__To do__
Write out all of the lines below word for word, leaving the pictures out of your answer.

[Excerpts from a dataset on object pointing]
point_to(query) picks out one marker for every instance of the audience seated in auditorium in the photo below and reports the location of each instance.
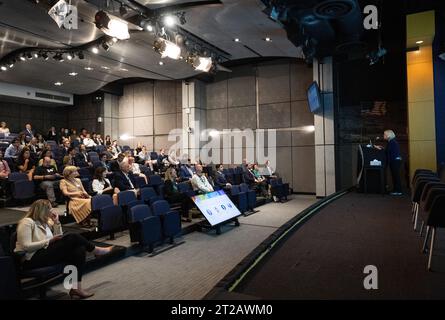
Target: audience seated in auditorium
(124, 178)
(70, 158)
(47, 178)
(47, 153)
(40, 141)
(40, 238)
(4, 128)
(4, 174)
(220, 178)
(29, 133)
(135, 169)
(79, 204)
(13, 150)
(82, 159)
(33, 147)
(145, 159)
(101, 184)
(187, 170)
(199, 181)
(25, 163)
(172, 194)
(98, 140)
(52, 135)
(108, 141)
(89, 142)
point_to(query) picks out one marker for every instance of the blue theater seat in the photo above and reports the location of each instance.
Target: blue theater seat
(144, 227)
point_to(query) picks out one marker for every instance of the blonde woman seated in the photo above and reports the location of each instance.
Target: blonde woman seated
(80, 201)
(101, 185)
(40, 238)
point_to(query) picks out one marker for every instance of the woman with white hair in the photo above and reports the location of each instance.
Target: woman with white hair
(394, 161)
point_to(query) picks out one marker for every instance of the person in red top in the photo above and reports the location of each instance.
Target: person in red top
(4, 174)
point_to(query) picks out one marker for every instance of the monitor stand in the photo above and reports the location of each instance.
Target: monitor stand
(206, 225)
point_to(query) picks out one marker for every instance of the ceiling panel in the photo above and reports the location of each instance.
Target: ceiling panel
(24, 24)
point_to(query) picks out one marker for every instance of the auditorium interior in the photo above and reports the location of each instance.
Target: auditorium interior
(222, 149)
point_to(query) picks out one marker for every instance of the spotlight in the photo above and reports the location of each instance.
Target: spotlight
(58, 57)
(122, 10)
(112, 26)
(167, 49)
(204, 64)
(169, 21)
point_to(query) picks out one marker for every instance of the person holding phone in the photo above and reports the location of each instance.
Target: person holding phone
(40, 238)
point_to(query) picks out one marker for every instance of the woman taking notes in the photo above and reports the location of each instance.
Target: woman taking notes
(40, 238)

__Task output__
point_to(query) picks out one marker for every instance of the audience seated in auditorium in the photo below and reports the location of each instance.
Target: audience seated in auditorium
(124, 178)
(70, 158)
(47, 178)
(47, 153)
(40, 141)
(40, 238)
(4, 128)
(4, 174)
(220, 178)
(29, 133)
(135, 169)
(79, 204)
(13, 150)
(82, 159)
(33, 147)
(145, 159)
(101, 184)
(187, 170)
(199, 181)
(25, 163)
(172, 194)
(98, 140)
(52, 135)
(108, 141)
(89, 142)
point_to(query) picks out one marker for every instance of the blue theater seat in the photo above and reports the location of each instance.
Target: blue theater seat
(144, 227)
point_to(query) picks out one marker for every instance of the blonde woman seated in the photo above and reports the location of each instance.
Target: blonde woman seated
(80, 201)
(101, 185)
(40, 238)
point_to(query) picks out one marker for every instance of the woman with white hair in the photo above and reports the location of each instance.
Target: woman with white hair
(394, 161)
point_to(query) picks out one marker for every instance of the person in red top in the photo above and reports the location of each instance.
Target: person in red top
(4, 174)
point_to(query) picks out one marker for every instance of the monitor stand in the photo above and reports the location of each instance.
Target: monitor stand
(206, 225)
point_to(query) picks out one marker for every instance of the ceiling panel in the photo above and reports the location of each instance.
Target: ceiling panel
(24, 24)
point_to(query) picks out one marker for every instance of the auditorium interior in the photo above and reports the location of each instance.
Target: auditorium interior
(222, 149)
point_to(query) picks out one marker for every instance of the spotlight in the photo above and reports the location of each instance.
Target: spotlight
(58, 57)
(122, 10)
(112, 26)
(167, 49)
(204, 64)
(169, 21)
point_to(query) picks out one marker for every instance of the person holding phone in the photo above and reports the location of each instance.
Target: person holding phone
(40, 238)
point_to(query) picks out one marker for every instance of the woman taking notes in the photo above and reports the location of each instance.
Target: woman taking notes
(40, 238)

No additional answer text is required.